Exercise goal: Apart from the pictures, write out the records that follow exactly.

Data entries
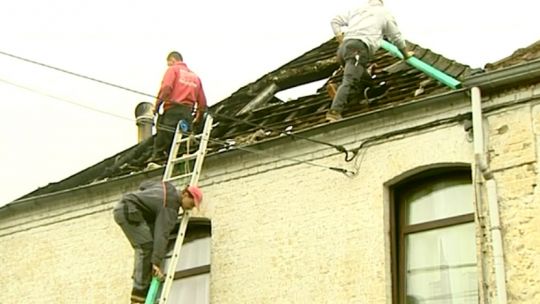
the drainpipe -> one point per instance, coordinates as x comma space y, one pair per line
491, 192
145, 120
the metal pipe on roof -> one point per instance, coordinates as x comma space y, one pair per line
422, 66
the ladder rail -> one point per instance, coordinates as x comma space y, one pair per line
202, 151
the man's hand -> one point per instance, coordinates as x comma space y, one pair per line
407, 54
156, 271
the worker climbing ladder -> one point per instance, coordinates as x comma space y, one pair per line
170, 176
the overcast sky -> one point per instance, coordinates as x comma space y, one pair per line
45, 138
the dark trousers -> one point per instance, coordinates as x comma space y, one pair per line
139, 233
354, 55
166, 126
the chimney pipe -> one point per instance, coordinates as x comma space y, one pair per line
145, 120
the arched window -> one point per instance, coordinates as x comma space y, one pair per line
434, 244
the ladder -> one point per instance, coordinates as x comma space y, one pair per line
169, 176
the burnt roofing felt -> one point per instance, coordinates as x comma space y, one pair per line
521, 55
253, 112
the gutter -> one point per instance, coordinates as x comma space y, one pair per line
481, 165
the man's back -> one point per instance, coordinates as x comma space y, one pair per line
186, 86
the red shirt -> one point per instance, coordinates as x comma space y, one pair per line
185, 87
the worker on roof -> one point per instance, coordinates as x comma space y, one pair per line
147, 217
180, 94
359, 33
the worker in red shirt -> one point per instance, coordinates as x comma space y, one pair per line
181, 94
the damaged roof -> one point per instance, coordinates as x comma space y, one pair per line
254, 112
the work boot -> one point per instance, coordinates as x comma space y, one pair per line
138, 296
333, 115
374, 93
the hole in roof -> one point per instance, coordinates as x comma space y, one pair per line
294, 93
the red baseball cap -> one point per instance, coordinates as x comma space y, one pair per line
196, 193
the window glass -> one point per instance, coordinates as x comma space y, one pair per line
193, 290
439, 200
441, 265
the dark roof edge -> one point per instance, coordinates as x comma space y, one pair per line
342, 123
509, 76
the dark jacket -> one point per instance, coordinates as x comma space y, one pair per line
159, 214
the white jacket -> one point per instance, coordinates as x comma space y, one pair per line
369, 23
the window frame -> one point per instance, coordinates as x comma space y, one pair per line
399, 230
196, 225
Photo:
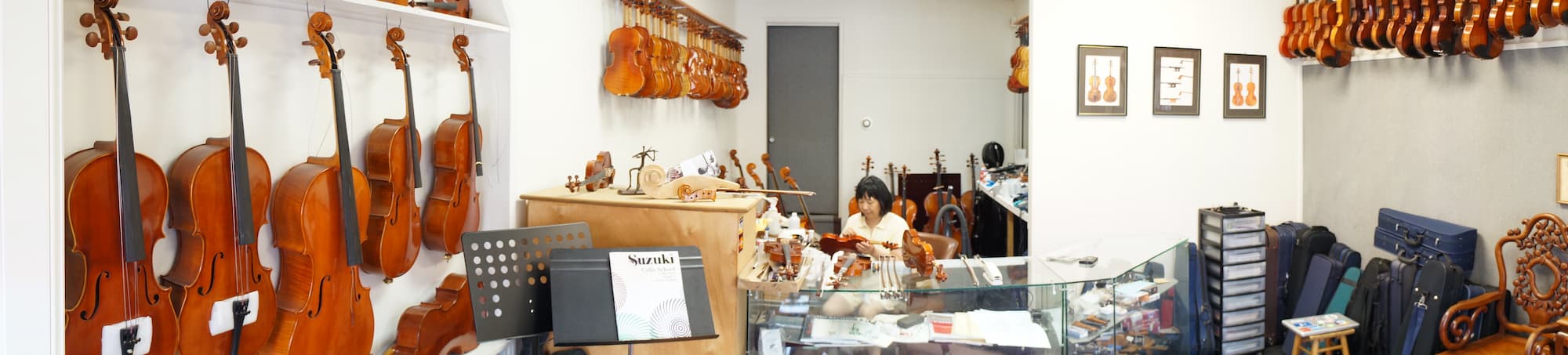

Finished exercise:
the drainpipe -> one point per instance, coordinates as x comma space y, one pair per line
491, 192
145, 120
the metal pipe on roof -> one point per instance, coordinates as x comma space y, one pair per line
422, 66
the ladder rail -> one point per instance, coordinates as x comma space y, one pair per line
202, 151
the man's hand -> one point per instance, coordinates as x comma space y, one pair per line
407, 54
156, 271
the worker climbing ladder -> one point per instance, coordinates as x comma space y, one pair per line
170, 176
the overcast sky -> one point per instance, coordinates as x comma space y, one pair per line
45, 138
the dark trousers -> one point per instance, coordinates as x comma space y, one pair per line
139, 233
354, 55
166, 126
the chimney pipe -> one point per instance, coordinates as x comma space y, one pair per line
145, 120
the arched window -> one point per instance, coordinates as x comma space y, one pair per line
434, 244
the ladder -> one point per instance, coordinates as x comma space y, one pair per line
169, 176
the burnt roofing felt -> one point per instance, coordinates as x comma space y, one pair per line
521, 55
253, 112
the gutter -> one point per instance, coordinates as x comma space y, one pair per line
481, 165
the man's back -> one point per instance, coordinates as x comma space y, one pair per line
186, 86
the red shirt -> one point per instance, coordinates as x comma space y, one pair per line
185, 87
the worker on roof -> one point per instance, coordinates as x comma space y, one pair per line
147, 217
180, 94
359, 33
the worker in red shirt -> one point per instance, coordinates as x comma space y, one pair per line
181, 94
the damaged roof -> one point per instance, coordinates as x comma space y, one pair per line
254, 112
the work boot -> one point per instance, coordinates as x comma space y, one pair per line
138, 296
333, 115
374, 93
the hole in roof -> one point per instance, coordinates as x comma space y, one pair per line
294, 93
the red baseball cap -> one point per instance, coordinates as x comma space y, one pair per line
196, 193
the window glass -> one point per instance, coordinates as x comma space y, one pair per line
193, 290
439, 200
441, 265
the dark roof edge -> one point per instance, coordinates as x comma space y, one pair per line
342, 123
509, 76
the dark jacket -> one point per instance, coordinates as x comma space y, one pair per line
159, 214
the white jacket -> one point per instance, coordinates as x comma space y, one pair per line
369, 23
the window frame -> one point per instance, coordinates as x comma space y, one pair per line
399, 230
196, 225
Photo:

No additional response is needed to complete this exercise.